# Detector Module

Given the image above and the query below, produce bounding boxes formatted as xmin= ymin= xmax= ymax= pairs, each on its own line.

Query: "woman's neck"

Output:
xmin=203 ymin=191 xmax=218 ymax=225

☆ ☆ ☆

● **Task goal**: Output the entries above word for word.

● **Problem solution**:
# Detector Module

Given the image above and the query below, produce bounding boxes formatted as xmin= ymin= xmax= ymax= pairs, each on its own line.

Query: "woman's neck"

Output:
xmin=203 ymin=191 xmax=218 ymax=225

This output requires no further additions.